### Problem description
Take the line that contains "Indicate the tree" and each line after it in the material below, and transcribe them exactly, stopping at the end.

***** Information supplied *****

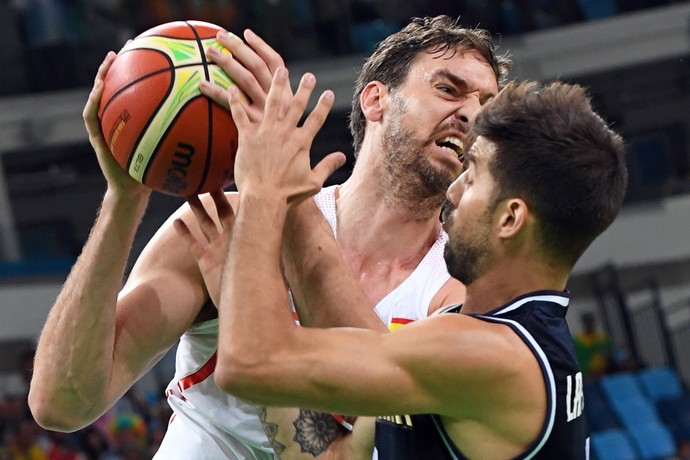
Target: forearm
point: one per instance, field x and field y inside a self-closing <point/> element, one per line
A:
<point x="74" y="357"/>
<point x="325" y="290"/>
<point x="253" y="293"/>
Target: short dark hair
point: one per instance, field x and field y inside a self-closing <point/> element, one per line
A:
<point x="555" y="152"/>
<point x="390" y="63"/>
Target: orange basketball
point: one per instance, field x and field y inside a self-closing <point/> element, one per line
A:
<point x="159" y="126"/>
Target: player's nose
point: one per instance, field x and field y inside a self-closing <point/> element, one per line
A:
<point x="468" y="109"/>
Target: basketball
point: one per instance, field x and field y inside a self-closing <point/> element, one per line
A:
<point x="160" y="128"/>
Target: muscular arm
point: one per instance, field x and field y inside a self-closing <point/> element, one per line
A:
<point x="97" y="341"/>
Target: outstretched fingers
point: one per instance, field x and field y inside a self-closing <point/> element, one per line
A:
<point x="90" y="113"/>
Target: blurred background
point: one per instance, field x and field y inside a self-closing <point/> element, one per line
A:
<point x="630" y="291"/>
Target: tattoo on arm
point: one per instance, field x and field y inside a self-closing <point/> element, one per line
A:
<point x="271" y="430"/>
<point x="315" y="431"/>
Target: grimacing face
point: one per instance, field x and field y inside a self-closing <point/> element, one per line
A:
<point x="429" y="115"/>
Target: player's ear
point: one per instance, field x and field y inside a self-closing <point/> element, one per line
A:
<point x="372" y="100"/>
<point x="513" y="217"/>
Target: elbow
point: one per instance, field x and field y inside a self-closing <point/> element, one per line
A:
<point x="239" y="376"/>
<point x="51" y="416"/>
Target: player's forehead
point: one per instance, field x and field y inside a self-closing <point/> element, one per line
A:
<point x="465" y="65"/>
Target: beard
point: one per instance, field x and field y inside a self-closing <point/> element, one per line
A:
<point x="467" y="253"/>
<point x="410" y="173"/>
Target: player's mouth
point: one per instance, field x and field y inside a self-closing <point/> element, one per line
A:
<point x="452" y="144"/>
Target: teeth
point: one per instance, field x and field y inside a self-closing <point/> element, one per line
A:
<point x="457" y="145"/>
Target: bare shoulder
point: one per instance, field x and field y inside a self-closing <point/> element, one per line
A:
<point x="451" y="293"/>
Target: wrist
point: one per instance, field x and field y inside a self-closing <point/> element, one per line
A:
<point x="263" y="204"/>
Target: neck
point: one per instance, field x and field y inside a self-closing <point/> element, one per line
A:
<point x="510" y="279"/>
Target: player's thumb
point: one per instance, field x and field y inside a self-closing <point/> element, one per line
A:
<point x="328" y="165"/>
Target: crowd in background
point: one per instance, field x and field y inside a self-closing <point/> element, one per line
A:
<point x="61" y="42"/>
<point x="131" y="430"/>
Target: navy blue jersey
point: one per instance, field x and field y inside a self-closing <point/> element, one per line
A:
<point x="539" y="319"/>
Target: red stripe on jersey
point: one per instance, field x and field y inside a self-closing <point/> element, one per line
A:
<point x="401" y="320"/>
<point x="199" y="376"/>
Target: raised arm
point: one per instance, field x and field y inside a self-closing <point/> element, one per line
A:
<point x="98" y="340"/>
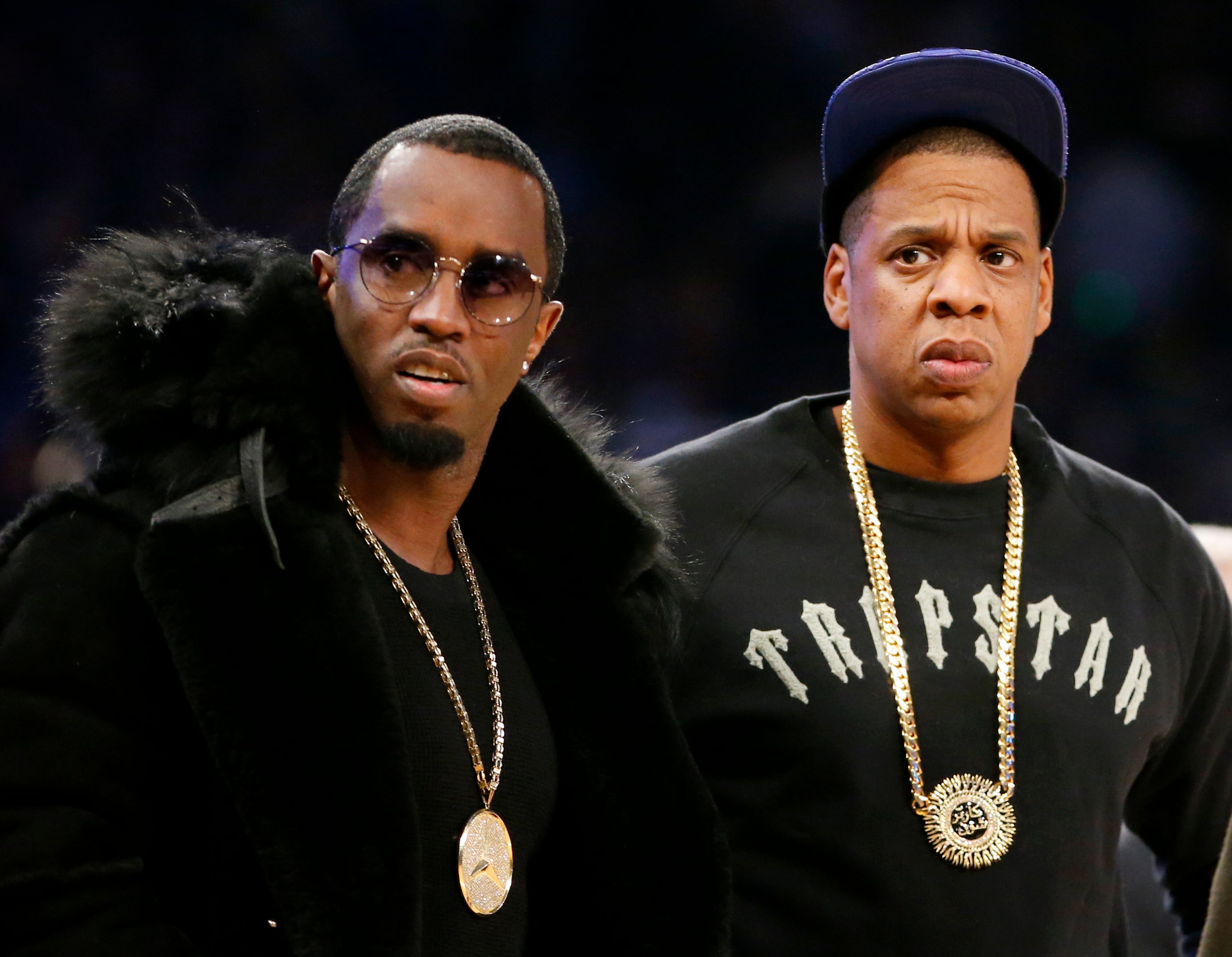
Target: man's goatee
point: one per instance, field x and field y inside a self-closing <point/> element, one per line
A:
<point x="422" y="445"/>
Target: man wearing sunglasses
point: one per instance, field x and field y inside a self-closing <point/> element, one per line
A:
<point x="351" y="646"/>
<point x="937" y="658"/>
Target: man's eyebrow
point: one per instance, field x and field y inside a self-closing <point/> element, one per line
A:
<point x="912" y="231"/>
<point x="1007" y="236"/>
<point x="918" y="231"/>
<point x="397" y="232"/>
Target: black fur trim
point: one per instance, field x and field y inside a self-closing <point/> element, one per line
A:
<point x="169" y="349"/>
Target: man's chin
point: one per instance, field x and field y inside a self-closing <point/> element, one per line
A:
<point x="422" y="446"/>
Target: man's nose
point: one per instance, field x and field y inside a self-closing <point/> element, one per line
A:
<point x="960" y="289"/>
<point x="440" y="312"/>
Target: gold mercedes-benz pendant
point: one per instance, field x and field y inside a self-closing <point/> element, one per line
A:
<point x="486" y="863"/>
<point x="969" y="822"/>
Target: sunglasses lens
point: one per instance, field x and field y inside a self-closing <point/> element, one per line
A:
<point x="498" y="290"/>
<point x="397" y="270"/>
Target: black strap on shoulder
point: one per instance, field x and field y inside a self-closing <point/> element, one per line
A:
<point x="252" y="470"/>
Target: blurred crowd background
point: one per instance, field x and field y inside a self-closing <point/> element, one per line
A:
<point x="683" y="139"/>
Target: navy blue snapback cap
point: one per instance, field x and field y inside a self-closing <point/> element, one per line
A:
<point x="1009" y="100"/>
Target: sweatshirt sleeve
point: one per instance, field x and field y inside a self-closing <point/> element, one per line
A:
<point x="76" y="756"/>
<point x="1182" y="801"/>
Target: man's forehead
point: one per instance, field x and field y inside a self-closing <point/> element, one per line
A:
<point x="420" y="188"/>
<point x="922" y="191"/>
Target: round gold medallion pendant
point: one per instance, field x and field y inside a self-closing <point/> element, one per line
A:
<point x="486" y="863"/>
<point x="970" y="823"/>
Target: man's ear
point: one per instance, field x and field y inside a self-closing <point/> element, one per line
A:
<point x="324" y="268"/>
<point x="550" y="315"/>
<point x="837" y="286"/>
<point x="1044" y="315"/>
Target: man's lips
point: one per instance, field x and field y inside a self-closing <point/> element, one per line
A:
<point x="430" y="377"/>
<point x="956" y="364"/>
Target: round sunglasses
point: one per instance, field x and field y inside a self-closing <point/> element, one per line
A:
<point x="494" y="289"/>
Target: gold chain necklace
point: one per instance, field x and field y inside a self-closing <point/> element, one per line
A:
<point x="486" y="851"/>
<point x="967" y="818"/>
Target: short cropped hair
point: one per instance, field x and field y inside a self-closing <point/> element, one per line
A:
<point x="471" y="136"/>
<point x="946" y="141"/>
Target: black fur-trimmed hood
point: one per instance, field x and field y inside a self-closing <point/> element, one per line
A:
<point x="168" y="350"/>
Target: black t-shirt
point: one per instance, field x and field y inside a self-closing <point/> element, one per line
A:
<point x="1124" y="693"/>
<point x="446" y="790"/>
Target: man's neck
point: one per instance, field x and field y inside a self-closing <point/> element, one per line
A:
<point x="911" y="446"/>
<point x="408" y="509"/>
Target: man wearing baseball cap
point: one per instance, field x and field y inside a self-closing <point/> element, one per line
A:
<point x="935" y="658"/>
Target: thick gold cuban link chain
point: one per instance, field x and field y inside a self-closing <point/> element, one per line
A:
<point x="487" y="785"/>
<point x="970" y="793"/>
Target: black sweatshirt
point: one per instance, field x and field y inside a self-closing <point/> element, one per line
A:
<point x="446" y="791"/>
<point x="1124" y="693"/>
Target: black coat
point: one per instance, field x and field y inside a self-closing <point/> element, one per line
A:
<point x="197" y="745"/>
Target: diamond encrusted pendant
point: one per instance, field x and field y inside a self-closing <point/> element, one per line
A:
<point x="486" y="863"/>
<point x="970" y="822"/>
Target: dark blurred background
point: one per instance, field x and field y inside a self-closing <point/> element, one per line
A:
<point x="683" y="141"/>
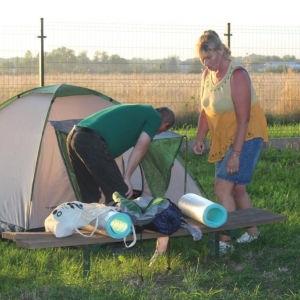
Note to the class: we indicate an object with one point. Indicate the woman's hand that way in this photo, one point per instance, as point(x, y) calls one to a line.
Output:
point(233, 165)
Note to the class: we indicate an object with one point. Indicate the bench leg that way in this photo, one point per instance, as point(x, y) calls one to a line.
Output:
point(86, 256)
point(214, 238)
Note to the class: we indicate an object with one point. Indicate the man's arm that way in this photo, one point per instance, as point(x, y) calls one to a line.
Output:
point(135, 158)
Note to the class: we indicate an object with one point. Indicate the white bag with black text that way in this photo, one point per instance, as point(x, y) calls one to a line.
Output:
point(69, 217)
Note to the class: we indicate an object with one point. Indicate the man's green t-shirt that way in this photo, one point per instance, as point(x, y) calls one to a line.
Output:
point(121, 125)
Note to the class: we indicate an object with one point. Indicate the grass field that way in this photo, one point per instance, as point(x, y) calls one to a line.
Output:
point(265, 269)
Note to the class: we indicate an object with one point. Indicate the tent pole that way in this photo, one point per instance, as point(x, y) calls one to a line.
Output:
point(185, 162)
point(41, 60)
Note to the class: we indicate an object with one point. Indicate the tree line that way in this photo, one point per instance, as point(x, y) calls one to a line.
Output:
point(64, 60)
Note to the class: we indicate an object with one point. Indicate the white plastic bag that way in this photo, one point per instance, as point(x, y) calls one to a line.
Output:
point(66, 218)
point(69, 217)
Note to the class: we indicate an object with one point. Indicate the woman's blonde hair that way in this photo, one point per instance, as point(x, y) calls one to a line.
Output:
point(210, 41)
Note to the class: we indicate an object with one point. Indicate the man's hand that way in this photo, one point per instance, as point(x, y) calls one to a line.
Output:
point(130, 188)
point(198, 147)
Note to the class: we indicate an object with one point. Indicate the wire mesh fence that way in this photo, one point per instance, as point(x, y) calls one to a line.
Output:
point(151, 64)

*****

### Solution below
Note to the class: we indicate an object with one point. Indicate the tree line that way in this photo, one point per instance, as point(x, y) calls one to a line.
Output:
point(64, 60)
Note to the class: we indicate an object with one point. Indicate the white plastic bag that way in this photo, one point per instance, as point(x, y) calls one to a line.
Output:
point(66, 218)
point(69, 217)
Note to the class: we indicate an object with one point. Indicate the woman's blonde hair that way in this photo, one point per instance, as point(x, y) calls one to a line.
Output:
point(210, 41)
Note to the class: we indicate an object with one point. Indicate the man's hand that way in this photo, one point per instance, as point(x, y) calls one to a line.
Output:
point(130, 188)
point(198, 147)
Note to the class: we indicate an object with one point. Indicate the wire mesh fence that way in this photo, one point per instance, as point(x, y) calls one to a line.
Output:
point(151, 64)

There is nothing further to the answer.